WHAT YOU SHOULD DO:
Retype every entry exactly, character for character.

[Part of a data file]
-- START --
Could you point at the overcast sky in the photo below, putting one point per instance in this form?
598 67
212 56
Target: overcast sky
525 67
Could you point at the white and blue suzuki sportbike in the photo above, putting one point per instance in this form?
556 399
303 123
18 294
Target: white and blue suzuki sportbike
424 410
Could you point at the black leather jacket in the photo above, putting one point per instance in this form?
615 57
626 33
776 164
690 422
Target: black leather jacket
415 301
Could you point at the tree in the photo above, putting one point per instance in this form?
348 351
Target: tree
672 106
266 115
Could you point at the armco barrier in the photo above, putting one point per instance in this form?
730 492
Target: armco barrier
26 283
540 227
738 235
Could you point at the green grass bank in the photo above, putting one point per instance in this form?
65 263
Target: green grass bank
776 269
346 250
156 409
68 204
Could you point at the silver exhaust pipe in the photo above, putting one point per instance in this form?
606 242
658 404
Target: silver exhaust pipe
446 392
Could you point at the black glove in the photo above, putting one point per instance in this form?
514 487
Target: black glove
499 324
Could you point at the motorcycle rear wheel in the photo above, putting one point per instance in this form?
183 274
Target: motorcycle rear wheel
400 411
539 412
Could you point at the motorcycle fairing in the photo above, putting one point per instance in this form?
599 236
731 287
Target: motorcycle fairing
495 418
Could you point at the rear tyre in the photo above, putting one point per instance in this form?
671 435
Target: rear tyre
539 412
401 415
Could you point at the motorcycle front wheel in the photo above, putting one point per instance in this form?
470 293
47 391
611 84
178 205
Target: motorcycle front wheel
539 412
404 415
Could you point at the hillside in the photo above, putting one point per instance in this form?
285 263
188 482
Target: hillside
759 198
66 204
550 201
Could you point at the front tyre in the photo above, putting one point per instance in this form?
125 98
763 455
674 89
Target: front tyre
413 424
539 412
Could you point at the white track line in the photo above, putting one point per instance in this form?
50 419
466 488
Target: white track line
-- END --
THE RESPONSE:
Could you point at the overcast sky in the photo below, putting one point per instance in this form?
598 67
212 56
Target: overcast sky
525 67
Could you point at the white and blue suzuki sportbike in the photo above, putting one point per instance in this form?
556 399
303 123
18 294
Target: white and blue suzuki sportbike
424 410
Could you point at the black leather jacket in the photo above, putting one point per instance in this form?
615 57
626 33
776 164
690 422
Target: black leather jacket
415 301
Could you point at the tree in the photo above, putting one point per instance in this form?
348 351
Target: tree
672 106
266 115
Could you point at the armco barrier in the photo above, putting one point per instance in this form?
730 492
Target: armco barrier
26 283
540 227
738 235
Could you point at the green grass bank in the photo above, putting one point per instance in this form?
65 263
Target: green grass bank
776 269
346 250
156 409
68 204
Could you point at the silver exhaust pipe in the photo above, putting one point per instance in this form?
606 242
658 404
Target: silver exhaust pipe
446 392
Could you point at the black glove in the photo above, putting one point per instance in this form?
514 487
Target: black glove
499 324
Could you point at the motorcycle rear wheel in the photo above, putting one point per instance in this form?
183 274
Target: motorcycle rear wheel
400 411
539 412
Could you point at the motorcycle fairing in the photo above, putting one point per instance in this form?
599 236
731 287
Target: motorcycle fairing
495 418
Could you point at the rear tyre in the photo above, putting one point per instance in this form?
671 435
Target: rear tyre
539 412
401 415
Could you point at the motorcycle front wheel in the photo above, putting one point per instance in this form?
470 293
47 391
611 84
178 205
Target: motorcycle front wheel
539 412
404 415
Could you point at the hillside in the photo above, putting one point per instance in this form?
285 263
188 482
Target: hillside
759 198
66 204
550 201
Could you point at the front tyre in the photo above, putting one point per instance in this form?
125 98
763 455
674 89
Target: front tyre
413 424
539 412
Could you point at the white track line in the photo above, putting one point per instance in this form?
50 419
466 488
Target: white track line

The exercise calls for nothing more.